WHAT IS BEING ASKED: Reproduce the entire passage on Amazon S3 server-side encryption word for word, without changing anything.

DOCUMENT PASSAGE:
•••••
Amazon Simple Storage Service (S3) is an object storage service that offers industry-leading scalability, performance, security, and data availability. With Amazon S3, you can choose from three different server-side encryption configurations when uploading objects:
- SSE-S3 – uses Amazon S3-managed encryption keys
- SSE-KMS – uses customer master keys (CMKs) stored in AWS Key Management Service (KMS)
- SSE-C – uses master keys provided by the customer in each PUT or GET request
These options allow you to choose the right encryption method for the job. But as your organization evolves and new requirements arise, you might find that you need to change the encryption configuration for all objects. For example, you might be required to use SSE-KMS instead of SSE-S3 because you need more control over the lifecycle and permissions of the encryption keys in order to meet compliance goals.
You could change the settings on your buckets to use SSE-KMS rather than SSE-S3, but the switch only impacts newly uploaded objects, not objects that existed in the buckets before the change in encryption settings. Manually re-encrypting older objects under master keys in KMS may be time-prohibitive depending on how many objects there are. Automating this effort is possible using the right combination of features in AWS services.
In this post, I’ll show you how to use Amazon S3 Inventory, Amazon Athena, and Amazon S3 Batch Operations to provide insights on the encryption status of objects in S3 and to remediate incorrectly encrypted objects in a massively scalable, resilient, and cost-effective way. The solution uses a similar approach to the one mentioned in this blog post, but it has been designed with automation and multi-bucket scalability in mind. Tags are used to target individual noncompliant buckets in an account, and any encrypted (or unencrypted) object can be re-encrypted using SSE-S3 or SSE-KMS. Versioned buckets are also supported, and the solution operates on a regional level.
•••••
MATERIAL:
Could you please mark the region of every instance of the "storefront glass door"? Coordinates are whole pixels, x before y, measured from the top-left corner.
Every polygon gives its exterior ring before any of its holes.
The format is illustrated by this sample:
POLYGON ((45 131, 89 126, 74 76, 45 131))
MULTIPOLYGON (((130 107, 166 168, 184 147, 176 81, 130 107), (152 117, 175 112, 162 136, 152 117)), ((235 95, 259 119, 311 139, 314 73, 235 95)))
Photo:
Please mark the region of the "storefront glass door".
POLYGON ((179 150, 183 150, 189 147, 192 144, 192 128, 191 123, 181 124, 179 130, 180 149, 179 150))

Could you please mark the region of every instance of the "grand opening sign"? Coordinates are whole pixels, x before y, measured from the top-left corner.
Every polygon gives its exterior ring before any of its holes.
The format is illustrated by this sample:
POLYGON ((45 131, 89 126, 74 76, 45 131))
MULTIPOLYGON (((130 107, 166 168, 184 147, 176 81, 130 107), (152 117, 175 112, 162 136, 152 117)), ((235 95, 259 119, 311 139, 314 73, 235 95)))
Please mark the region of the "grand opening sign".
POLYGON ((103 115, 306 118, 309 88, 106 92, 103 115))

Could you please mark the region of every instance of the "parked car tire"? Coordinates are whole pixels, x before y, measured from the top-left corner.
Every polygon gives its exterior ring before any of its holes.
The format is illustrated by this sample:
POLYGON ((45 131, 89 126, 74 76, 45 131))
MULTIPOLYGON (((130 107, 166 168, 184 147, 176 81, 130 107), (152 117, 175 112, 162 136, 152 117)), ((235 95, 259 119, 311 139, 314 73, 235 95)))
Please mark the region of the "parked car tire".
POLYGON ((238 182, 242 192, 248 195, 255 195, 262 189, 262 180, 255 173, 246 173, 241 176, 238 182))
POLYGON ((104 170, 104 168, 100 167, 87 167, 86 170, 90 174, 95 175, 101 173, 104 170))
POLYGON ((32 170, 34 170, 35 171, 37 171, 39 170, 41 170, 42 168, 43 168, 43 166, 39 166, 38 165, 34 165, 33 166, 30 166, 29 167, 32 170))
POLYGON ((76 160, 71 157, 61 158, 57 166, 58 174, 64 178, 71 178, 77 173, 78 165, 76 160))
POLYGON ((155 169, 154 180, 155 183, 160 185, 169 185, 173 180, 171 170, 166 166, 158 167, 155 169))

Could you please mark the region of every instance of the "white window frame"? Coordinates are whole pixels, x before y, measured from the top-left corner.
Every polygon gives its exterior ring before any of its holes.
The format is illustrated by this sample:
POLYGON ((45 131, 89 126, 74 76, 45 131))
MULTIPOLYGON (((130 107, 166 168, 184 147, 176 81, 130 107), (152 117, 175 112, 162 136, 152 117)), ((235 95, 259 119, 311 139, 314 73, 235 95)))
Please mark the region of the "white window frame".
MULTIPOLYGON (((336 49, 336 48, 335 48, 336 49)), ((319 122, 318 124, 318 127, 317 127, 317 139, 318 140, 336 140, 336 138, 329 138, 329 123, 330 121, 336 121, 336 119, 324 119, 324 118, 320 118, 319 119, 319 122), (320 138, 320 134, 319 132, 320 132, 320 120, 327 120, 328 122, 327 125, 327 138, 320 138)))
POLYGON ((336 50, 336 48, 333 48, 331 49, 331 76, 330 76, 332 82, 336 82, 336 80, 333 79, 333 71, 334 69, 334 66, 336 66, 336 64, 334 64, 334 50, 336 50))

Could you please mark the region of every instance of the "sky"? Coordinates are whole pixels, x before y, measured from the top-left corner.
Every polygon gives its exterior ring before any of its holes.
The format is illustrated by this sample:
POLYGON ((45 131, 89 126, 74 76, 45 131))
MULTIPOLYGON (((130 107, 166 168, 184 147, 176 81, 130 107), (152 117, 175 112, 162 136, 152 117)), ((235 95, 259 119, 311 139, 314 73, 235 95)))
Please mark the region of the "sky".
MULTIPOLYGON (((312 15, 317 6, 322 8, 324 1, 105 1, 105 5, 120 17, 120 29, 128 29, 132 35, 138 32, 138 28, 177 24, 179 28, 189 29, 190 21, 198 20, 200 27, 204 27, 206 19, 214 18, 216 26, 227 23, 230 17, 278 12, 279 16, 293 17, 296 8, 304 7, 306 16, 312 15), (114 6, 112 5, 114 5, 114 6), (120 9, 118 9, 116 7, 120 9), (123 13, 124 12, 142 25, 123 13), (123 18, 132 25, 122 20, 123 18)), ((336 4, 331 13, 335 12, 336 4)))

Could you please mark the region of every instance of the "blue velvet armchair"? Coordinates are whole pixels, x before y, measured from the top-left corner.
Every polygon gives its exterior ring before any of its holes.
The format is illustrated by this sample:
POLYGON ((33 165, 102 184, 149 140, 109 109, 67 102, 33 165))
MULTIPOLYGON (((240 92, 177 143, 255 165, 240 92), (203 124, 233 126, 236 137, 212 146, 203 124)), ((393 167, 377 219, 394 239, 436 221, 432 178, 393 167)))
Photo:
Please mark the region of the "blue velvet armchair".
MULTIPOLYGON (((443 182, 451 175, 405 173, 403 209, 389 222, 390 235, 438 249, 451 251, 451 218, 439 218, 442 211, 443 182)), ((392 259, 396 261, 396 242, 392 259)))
•••••
SOLUTION:
Amazon Simple Storage Service (S3) is an object storage service that offers industry-leading scalability, performance, security, and data availability. With Amazon S3, you can choose from three different server-side encryption configurations when uploading objects:
- SSE-S3 – uses Amazon S3-managed encryption keys
- SSE-KMS – uses customer master keys (CMKs) stored in AWS Key Management Service (KMS)
- SSE-C – uses master keys provided by the customer in each PUT or GET request
These options allow you to choose the right encryption method for the job. But as your organization evolves and new requirements arise, you might find that you need to change the encryption configuration for all objects. For example, you might be required to use SSE-KMS instead of SSE-S3 because you need more control over the lifecycle and permissions of the encryption keys in order to meet compliance goals.
You could change the settings on your buckets to use SSE-KMS rather than SSE-S3, but the switch only impacts newly uploaded objects, not objects that existed in the buckets before the change in encryption settings. Manually re-encrypting older objects under master keys in KMS may be time-prohibitive depending on how many objects there are. Automating this effort is possible using the right combination of features in AWS services.
In this post, I’ll show you how to use Amazon S3 Inventory, Amazon Athena, and Amazon S3 Batch Operations to provide insights on the encryption status of objects in S3 and to remediate incorrectly encrypted objects in a massively scalable, resilient, and cost-effective way. The solution uses a similar approach to the one mentioned in this blog post, but it has been designed with automation and multi-bucket scalability in mind. Tags are used to target individual noncompliant buckets in an account, and any encrypted (or unencrypted) object can be re-encrypted using SSE-S3 or SSE-KMS. Versioned buckets are also supported, and the solution operates on a regional level.